▶ [給定短文]
本研究將六方晶系纖鋅礦結構氮化鋁多晶靶材置於真空及四乙基正矽酸鹽液體中，進行脈衝雷射剝熔蝕，並且利用X光繞射、電子顯微鏡以及光譜儀，鑑定所得凝固顆粒及奈米凝聚物的結晶相種類、聚簇行為與光譜特徵。
在真空轟擊纖鋅礦結構氮化鋁靶材並且以火棉膠承接所得顆粒的實驗，產生了C-N摻雜的γ-Al2O3-x與C-N-O摻雜的面心立方結構fcc-Al，或多或少含有順晶缺陷集團，共同造成特徵光澤、X光光電子能譜，以及UV-可見吸收光譜。其中具有尖晶石結構的γ-Al2O3-x凝固顆粒幾乎不出現平整的(hkl)面；而fcc-Al之奈米凝聚物，則有發達的{111}鄰近面，相互聚簇成為有殘留次晶界的多晶。在這種單純由氮化鋁靶材提供Al與N原子的雷射電漿圍冪下進行凝結與凝固，並未合成原本的纖鋅礦結構AlN，但是於真空環境中通入適當氮氣，藉以增加氮氣逸度，結果除了相互平行磊晶聚簇C-N-O摻雜的fcc-Al之外，居然產生新穎尖晶石態的C-O摻雜Al2N1-x也是相互平行磊晶聚簇。
另一方面，於四乙基正矽酸鹽溶液中轟擊纖鋅礦結構氮化鋁靶材，則形成大量C-Si-H摻雜的非晶態AlO1-x球狀顆粒，直徑約20 ~ 200 nm。於同樣四乙基正矽酸鹽溶液中轟擊金屬fcc-Al，則形成尖晶石態C-Si-H摻雜因此含順晶缺陷的γ-Al2O3-x奈米凝聚物，彼此依{111}與{100}表面平行磊晶聚簇成球狀顆粒，經電子束照射幾十分鐘之後，則出現聚片雙晶進而變成非晶質。在四乙基正矽酸鹽溶液轟擊氮化鋁和金屬鋁靶材，所合成的顆粒具有不同UV-可見吸收光譜。

This research is about pulsed laser ablation (PLA) of hexagonal wurtzite-type AlN polycrystal in vacuum and tetraethyl orthosilicate (TEOS) to form solidified particulates and nanocondensates for X-ray diffraction, electron microscopy and optical spectroscopic characterizations.
The product produced in vacuum and accumulated on a C-coated collodion film (regardless of Q-switch or free run mode being adopted for PLA) turned out to be C-N doped γ-Al2O3-x and C-N-O doped fcc-type Al with characteristic optical luster, XPS spectrum and UV-visible absorbance. The spinel-type γ-Al2O3-x occurred as solidified particulate hardly with (hkl) facets. The fcc-type Al particulates and nanocondensates however have well-developed ~{111} vicinal surface for mutual coalescence as polycrystal with relic subgrain boundaries. A higher N fugacity by N2 gas purging under a specified flow rate during PLA of AlN in vacuum caused the formation of novel spinel-type C-O doped Al2N1-x besides the C-N-O doped fcc-Al. Such nonrefractory nanocondensates more or less with paracrystalline distribution of defect clusters tended to be parallel epitaxially coalesced into unity leaving abundant relic of the subgrains and dislocations.

▶ [材料摘錄]
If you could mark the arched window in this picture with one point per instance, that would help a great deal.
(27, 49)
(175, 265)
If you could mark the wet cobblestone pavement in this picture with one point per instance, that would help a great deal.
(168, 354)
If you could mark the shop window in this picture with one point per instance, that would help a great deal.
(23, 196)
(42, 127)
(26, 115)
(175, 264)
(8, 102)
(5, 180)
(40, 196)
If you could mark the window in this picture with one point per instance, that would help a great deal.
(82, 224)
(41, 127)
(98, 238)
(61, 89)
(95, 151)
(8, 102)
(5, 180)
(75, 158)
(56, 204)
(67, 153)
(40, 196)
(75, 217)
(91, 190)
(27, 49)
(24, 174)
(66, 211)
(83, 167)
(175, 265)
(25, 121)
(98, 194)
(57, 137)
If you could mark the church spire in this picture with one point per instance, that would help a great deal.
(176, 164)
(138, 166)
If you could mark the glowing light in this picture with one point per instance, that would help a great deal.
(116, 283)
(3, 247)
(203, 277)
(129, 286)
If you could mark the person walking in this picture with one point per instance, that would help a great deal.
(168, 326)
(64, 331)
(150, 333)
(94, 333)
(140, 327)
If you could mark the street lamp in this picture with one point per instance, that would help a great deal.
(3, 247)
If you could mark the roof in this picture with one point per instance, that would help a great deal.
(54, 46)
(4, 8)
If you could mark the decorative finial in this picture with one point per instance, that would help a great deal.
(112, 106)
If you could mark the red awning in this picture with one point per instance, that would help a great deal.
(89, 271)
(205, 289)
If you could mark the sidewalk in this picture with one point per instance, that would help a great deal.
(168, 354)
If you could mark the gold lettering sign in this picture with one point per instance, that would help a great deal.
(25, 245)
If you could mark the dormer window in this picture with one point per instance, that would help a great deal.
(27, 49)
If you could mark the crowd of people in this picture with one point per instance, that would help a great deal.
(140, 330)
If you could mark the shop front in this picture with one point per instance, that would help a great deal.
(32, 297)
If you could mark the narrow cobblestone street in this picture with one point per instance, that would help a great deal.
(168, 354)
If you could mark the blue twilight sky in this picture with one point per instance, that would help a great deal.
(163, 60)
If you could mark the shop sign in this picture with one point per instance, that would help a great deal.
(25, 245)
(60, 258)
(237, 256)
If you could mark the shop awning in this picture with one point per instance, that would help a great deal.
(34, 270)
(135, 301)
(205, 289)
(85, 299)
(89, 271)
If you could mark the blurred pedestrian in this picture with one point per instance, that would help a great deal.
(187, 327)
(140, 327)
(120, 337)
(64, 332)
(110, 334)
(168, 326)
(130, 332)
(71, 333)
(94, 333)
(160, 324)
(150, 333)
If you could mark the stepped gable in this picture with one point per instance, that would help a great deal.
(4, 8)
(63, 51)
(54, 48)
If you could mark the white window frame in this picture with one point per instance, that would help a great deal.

▶ [練習題目]
1. 根據氮化鋁雷射短文，在四乙基正矽酸鹽溶液中轟擊氮化鋁靶材所形成的球狀顆粒，直徑大約多大？
2. 把氮化鋁雷射短文中以「另一方面，於四乙基正矽酸鹽溶液中」開頭的那一段改寫成條列，保留主要事實。
3. 從氮化鋁雷射短文最後一句之後接著續寫。
這些材料用不到。

▶ [各題解答]
1. 約20 ~ 200 nm。

2.
- 在四乙基正矽酸鹽溶液中轟擊纖鋅礦結構氮化鋁靶材：形成大量C-Si-H摻雜的非晶態AlO1-x球狀顆粒，直徑約20 ~ 200 nm。
- 在同樣的溶液中轟擊金屬fcc-Al：形成尖晶石態、C-Si-H摻雜並含順晶缺陷的γ-Al2O3-x奈米凝聚物，彼此依{111}與{100}表面平行磊晶聚簇成球狀顆粒。
- 這些顆粒經電子束照射幾十分鐘後，出現聚片雙晶，進而變成非晶質。
- 兩種靶材在此溶液中合成的顆粒，UV-可見吸收光譜不同。

3.
By contrast, the sample produced by PLA of AlN in TEOS consists of C-Si-H doped AlO1-x amorphous phase in the form of spherical particles ranging from 20 to 200 nm in diameter. Whereas PLA of metal Al in TEOS, caused additional C-Si-H doped γ-Al2O3-x nanocondensates with paracrystalline distribution of defect clusters and well-developed {111} and {100} surfaces for parallel-epitaxial coalescence as a spherical particle which became polysynthetic twinned and then amorphized upon electron irradiation for tens of minutes. The particles produced by PLA of AlN and Al in TEOS showed different UV-visible absorbances.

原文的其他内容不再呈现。